■ **PROMPT A**
In the passage on Mehmet Oz's abortion stance, how does his campaign website describe his position?
■ **PROMPT B**
Pick up the passage on Mehmet Oz's abortion stance from its last sentence and keep writing.

The ad from FF PAC begins with a narrator saying, “If you give Mehmet Oz your vote, he’ll let politicians take away the right to choose, with no exceptions.” Another FF PAC ad attacks Oz for his “extreme agenda, like banning abortion.”

Throughout the campaign, Oz has staked his position as “100% pro-life,” as his campaign website puts it. In a video posted to that campaign website, Oz says, “I’m pro-life. Life starts at conception. And that’s how I feel.”

In interviews, Oz has been more specific, saying in a Dec. 1, 2021, interview with WGAL in Pennsylvania, for example, “I’m pro-life with the three usual exceptions, especially the health of the mother, but incest and rape as well.” Although Oz said “health of the mother” in that instance, he has on many other occasions throughout the campaign said that he supports exceptions only for rape, incest and to protect “the life of the mother.”

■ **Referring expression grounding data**
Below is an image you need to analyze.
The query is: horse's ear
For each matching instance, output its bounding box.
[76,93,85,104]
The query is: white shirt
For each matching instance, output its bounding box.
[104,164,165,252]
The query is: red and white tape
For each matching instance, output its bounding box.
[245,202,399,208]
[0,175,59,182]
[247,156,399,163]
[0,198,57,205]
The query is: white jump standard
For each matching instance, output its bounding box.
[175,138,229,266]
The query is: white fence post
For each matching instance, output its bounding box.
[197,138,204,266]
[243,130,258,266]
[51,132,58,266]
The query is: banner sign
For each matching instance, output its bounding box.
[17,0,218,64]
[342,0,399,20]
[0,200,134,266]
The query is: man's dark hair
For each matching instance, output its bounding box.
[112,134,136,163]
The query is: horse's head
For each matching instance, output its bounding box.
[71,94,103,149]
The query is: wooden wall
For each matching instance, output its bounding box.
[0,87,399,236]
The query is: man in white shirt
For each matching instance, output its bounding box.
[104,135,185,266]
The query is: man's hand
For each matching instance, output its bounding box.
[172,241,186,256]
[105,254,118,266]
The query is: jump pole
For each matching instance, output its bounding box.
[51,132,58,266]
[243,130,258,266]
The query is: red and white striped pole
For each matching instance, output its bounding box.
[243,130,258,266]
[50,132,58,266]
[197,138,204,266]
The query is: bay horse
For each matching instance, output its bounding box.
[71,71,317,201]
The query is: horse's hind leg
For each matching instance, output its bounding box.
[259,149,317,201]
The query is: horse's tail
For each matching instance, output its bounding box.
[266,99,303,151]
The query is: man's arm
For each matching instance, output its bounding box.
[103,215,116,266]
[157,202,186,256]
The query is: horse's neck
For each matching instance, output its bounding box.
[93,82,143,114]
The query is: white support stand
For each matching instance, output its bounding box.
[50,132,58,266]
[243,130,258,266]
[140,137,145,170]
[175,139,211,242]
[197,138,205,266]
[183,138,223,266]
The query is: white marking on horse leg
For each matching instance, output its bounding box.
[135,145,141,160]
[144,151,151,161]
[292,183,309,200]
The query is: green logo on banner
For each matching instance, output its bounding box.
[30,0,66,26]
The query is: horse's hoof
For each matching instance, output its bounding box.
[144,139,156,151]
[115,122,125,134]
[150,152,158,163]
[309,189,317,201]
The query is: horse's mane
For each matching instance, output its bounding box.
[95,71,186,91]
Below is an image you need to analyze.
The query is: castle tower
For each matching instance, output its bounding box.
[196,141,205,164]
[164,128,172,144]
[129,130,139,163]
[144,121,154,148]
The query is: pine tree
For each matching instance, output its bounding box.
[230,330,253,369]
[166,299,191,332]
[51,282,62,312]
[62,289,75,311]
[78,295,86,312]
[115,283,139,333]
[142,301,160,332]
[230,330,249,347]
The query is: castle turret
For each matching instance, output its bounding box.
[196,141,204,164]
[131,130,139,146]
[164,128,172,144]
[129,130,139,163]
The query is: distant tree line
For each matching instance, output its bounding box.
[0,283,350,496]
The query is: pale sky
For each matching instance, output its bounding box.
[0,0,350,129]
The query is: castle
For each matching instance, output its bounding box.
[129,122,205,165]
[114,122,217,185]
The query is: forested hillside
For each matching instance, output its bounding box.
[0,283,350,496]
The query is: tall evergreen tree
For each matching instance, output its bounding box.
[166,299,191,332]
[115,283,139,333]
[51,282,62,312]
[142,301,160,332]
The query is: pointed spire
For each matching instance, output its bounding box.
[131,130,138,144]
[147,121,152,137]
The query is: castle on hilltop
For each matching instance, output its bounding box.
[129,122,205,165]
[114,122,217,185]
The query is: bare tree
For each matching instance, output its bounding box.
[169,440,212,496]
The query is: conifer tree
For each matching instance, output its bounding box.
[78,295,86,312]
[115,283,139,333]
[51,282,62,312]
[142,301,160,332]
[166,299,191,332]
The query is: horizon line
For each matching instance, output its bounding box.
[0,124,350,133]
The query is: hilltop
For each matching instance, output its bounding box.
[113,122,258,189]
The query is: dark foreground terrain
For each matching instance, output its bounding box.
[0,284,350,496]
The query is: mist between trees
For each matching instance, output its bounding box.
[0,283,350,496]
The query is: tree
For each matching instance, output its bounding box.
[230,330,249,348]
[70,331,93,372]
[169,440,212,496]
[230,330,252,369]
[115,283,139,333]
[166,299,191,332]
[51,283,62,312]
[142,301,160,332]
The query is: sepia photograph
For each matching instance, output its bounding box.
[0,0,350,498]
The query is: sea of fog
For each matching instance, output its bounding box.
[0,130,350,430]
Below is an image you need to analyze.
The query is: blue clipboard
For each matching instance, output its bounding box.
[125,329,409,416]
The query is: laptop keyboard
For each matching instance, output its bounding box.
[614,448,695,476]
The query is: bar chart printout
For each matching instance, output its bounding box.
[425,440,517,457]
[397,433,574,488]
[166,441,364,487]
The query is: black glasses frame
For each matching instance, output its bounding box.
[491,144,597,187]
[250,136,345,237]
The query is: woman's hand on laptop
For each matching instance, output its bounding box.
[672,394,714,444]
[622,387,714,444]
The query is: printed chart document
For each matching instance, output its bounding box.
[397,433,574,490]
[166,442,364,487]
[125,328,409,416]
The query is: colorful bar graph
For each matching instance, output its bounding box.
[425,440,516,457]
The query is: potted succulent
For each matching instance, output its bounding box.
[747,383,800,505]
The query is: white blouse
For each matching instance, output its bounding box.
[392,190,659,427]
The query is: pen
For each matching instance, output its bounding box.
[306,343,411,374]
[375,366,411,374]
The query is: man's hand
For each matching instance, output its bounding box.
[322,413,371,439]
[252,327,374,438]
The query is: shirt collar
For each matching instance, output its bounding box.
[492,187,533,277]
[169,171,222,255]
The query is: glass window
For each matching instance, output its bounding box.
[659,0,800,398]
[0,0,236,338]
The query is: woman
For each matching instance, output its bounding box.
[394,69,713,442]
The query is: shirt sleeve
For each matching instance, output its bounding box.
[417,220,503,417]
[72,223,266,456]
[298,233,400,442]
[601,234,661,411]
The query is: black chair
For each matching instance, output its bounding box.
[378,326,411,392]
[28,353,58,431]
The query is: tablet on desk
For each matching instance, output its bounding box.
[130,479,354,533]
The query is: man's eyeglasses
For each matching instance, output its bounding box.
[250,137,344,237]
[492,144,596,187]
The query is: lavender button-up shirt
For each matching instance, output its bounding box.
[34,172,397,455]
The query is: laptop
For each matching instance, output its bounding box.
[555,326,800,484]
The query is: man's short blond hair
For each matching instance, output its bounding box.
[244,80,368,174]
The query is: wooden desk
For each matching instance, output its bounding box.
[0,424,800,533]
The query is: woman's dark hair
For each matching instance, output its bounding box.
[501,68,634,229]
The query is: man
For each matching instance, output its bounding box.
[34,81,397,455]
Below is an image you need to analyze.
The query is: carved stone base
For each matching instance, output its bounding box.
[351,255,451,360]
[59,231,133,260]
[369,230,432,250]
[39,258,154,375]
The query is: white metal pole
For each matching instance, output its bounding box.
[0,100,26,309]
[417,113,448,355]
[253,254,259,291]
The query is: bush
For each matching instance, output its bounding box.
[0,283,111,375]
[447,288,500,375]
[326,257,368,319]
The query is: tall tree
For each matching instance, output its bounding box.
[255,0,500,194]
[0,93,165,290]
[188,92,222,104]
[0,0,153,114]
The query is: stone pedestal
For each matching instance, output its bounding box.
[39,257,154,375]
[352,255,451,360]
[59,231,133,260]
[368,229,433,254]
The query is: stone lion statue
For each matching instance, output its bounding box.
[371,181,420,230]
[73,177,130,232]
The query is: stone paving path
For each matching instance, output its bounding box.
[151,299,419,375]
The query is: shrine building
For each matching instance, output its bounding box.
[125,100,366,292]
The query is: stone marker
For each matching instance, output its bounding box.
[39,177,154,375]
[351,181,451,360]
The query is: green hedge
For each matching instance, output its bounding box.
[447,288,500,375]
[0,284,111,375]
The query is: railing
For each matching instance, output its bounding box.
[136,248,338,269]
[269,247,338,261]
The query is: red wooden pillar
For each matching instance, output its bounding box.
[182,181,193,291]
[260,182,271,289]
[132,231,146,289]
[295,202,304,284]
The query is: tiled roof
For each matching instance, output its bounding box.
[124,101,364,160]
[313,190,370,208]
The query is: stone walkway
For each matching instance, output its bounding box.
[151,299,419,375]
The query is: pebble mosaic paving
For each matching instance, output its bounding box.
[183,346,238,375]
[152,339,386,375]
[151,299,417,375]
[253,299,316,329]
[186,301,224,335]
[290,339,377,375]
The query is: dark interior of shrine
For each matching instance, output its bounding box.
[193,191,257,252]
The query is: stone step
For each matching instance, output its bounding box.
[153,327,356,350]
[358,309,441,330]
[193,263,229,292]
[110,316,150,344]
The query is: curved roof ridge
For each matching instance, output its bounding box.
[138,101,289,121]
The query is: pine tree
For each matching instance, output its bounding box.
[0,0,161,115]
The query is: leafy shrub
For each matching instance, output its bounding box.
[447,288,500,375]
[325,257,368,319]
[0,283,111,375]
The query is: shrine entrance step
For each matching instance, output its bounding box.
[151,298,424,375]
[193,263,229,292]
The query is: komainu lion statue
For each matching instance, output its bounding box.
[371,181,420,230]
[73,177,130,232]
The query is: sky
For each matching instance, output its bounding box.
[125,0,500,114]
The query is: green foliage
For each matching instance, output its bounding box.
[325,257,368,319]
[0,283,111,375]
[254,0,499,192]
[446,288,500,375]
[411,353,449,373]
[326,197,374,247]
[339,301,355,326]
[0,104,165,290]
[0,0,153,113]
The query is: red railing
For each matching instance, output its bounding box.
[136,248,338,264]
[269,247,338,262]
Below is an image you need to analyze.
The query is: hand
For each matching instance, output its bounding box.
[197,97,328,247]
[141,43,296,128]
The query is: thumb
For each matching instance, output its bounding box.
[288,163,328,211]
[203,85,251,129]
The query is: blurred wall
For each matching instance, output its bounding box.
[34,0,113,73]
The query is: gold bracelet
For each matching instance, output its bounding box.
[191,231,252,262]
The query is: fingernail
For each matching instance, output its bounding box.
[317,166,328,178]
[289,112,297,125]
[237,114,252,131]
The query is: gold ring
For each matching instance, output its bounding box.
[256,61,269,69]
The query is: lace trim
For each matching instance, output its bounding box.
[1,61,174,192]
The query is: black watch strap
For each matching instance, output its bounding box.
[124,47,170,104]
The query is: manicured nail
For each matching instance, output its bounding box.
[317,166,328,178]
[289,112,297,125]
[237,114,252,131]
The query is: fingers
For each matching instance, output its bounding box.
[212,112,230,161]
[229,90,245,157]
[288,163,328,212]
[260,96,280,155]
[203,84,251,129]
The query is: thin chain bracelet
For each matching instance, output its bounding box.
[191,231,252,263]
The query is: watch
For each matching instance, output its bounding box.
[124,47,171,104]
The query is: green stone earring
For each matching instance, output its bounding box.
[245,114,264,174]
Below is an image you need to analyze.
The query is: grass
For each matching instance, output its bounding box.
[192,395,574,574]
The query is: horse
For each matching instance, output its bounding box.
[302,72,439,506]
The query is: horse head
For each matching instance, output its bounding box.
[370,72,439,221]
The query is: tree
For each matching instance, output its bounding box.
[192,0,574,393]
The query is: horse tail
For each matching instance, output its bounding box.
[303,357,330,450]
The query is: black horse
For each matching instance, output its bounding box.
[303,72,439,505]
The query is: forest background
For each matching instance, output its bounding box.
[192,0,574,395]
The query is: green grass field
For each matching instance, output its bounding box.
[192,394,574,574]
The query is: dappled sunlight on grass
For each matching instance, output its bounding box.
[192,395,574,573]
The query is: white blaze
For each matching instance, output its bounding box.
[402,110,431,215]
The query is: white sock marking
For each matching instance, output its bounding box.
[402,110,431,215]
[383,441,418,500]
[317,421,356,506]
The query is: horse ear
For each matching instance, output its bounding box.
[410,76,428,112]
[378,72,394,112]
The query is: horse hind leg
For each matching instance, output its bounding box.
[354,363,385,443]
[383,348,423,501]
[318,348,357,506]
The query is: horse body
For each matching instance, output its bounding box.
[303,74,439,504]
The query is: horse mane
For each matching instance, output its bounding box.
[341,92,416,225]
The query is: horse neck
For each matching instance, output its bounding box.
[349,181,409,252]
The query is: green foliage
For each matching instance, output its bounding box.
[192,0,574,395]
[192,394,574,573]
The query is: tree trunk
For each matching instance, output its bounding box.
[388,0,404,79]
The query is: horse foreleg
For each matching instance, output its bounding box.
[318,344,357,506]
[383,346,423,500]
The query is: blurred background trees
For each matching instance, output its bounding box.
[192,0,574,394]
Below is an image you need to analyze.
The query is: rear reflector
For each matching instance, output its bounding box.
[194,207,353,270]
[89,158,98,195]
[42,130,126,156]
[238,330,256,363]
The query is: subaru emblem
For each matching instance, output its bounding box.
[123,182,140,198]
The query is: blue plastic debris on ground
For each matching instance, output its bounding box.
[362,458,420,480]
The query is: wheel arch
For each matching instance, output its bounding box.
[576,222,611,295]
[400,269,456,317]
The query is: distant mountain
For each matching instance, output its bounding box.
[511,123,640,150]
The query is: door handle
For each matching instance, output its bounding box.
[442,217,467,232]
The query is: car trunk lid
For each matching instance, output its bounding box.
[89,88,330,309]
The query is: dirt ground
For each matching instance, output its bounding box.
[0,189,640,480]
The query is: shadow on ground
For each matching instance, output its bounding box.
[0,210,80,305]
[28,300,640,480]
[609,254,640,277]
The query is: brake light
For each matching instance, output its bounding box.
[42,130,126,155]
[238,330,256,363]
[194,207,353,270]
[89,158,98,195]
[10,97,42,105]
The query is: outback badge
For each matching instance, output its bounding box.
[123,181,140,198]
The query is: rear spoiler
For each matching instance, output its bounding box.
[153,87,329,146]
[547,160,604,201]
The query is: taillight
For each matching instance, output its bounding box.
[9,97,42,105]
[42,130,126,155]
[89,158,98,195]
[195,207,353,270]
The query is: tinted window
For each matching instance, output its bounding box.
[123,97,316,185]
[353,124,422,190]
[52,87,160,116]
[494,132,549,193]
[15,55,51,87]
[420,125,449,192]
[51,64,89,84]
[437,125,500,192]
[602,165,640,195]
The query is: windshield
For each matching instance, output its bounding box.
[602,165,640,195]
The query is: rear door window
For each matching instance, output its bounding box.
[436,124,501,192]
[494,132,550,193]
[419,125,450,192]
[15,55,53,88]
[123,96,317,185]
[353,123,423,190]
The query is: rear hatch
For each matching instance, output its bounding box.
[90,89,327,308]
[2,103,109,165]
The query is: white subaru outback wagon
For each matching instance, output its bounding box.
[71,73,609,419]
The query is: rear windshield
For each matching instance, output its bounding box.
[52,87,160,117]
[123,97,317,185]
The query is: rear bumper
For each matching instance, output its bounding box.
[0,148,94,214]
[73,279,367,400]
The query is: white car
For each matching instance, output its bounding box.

■ **YOUR RESPONSE A**
As "100% pro-life."

■ **YOUR RESPONSE B**
As we wrote in a story during the primary campaign, that hasn’t always been Oz’s position. As recently as a May 21, 2019, interview on “The Breakfast Club” radio show Oz said he was “really worried about” so-called “heartbeat laws” being considered by some states that would ban abortion after six or eight weeks into a pregnancy. At that stage, he said, “most women don’t know they’re pregnant. … So you’re asking women to decide almost instantaneously if they are pregnant or not.”

Oz also seemed to challenge the foundation of heartbeat laws, saying, “I mean, there are electrical changes at six weeks. But the heart’s not beating.” Oz went on to say that he “wouldn’t want anyone in my family to have an abortion” and that he had told his children, “I love the lives they’re creating so much that I personally wouldn’t want it. But I don’t want to interfere with everyone else’s stuff.”

Oz said then that the “rule that most Americans seem to support is, if the child was viable outside the womb, then you don’t want to kill that child. If the child was not going to be able to survive outside the mom, then the mom runs the show.”

As we said, Oz now says he believes life starts at conception, and says he personally opposes abortions after that point, with the three exceptions he noted.

He has also made it clear he believes that is a state, not a federal issue. (The Supreme Court in June overruled Roe v. Wade, holding that the “Constitution does not confer a right to abortion … and the authority to regulate abortion is returned to the people and their elected representatives.” So, essentially, jurisdiction on abortion went back to the states.)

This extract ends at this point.